THE REQUEST >>
Reproduce every row below verbatim, leaving the pictures out of your output.

— START —

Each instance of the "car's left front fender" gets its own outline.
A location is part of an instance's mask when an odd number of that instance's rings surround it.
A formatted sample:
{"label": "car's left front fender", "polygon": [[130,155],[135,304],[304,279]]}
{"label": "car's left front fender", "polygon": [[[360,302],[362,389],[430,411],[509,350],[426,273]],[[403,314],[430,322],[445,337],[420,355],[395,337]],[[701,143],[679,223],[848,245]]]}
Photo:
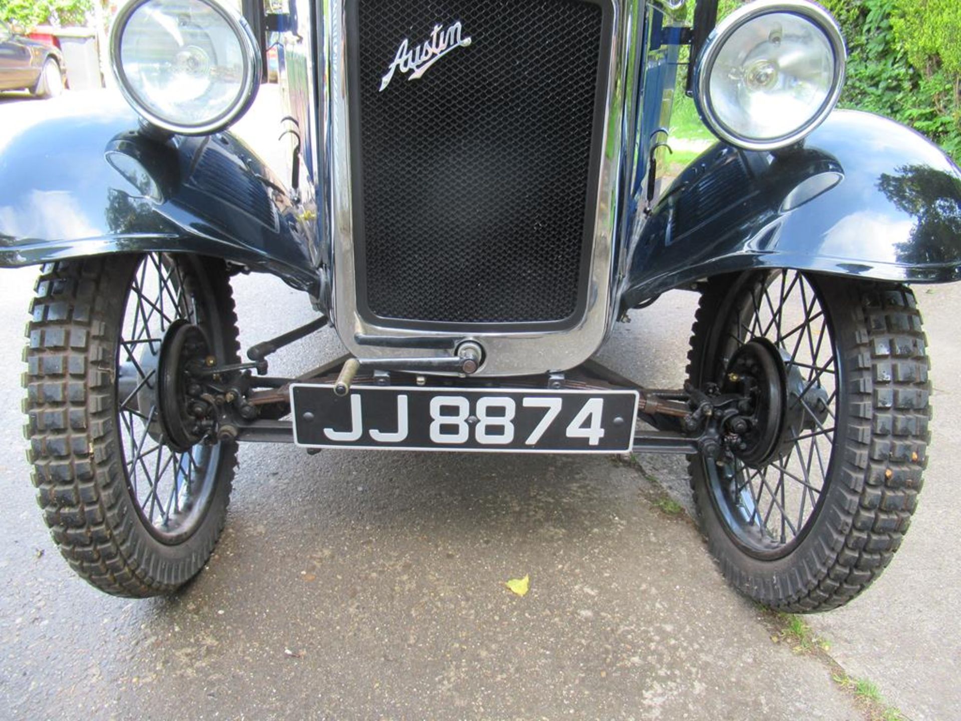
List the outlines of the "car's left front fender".
{"label": "car's left front fender", "polygon": [[188,252],[270,272],[319,295],[316,219],[231,133],[155,138],[119,97],[4,109],[0,267]]}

— END —

TASK OUTPUT >>
Each instance of the "car's left front fender" gets its own outline.
A location is part of an instance's mask when an odd number of that instance's rings surround it.
A formatted sample:
{"label": "car's left front fender", "polygon": [[130,155],[135,304],[304,279]]}
{"label": "car's left front fender", "polygon": [[[360,302],[362,389],[430,411],[509,350],[426,273]],[[403,314],[430,322],[445,337],[420,355],[395,337]],[[701,143],[679,223],[848,245]]]}
Photo:
List the outlines of the "car's left front fender".
{"label": "car's left front fender", "polygon": [[188,252],[270,272],[319,295],[316,219],[231,133],[155,138],[119,97],[4,109],[0,267]]}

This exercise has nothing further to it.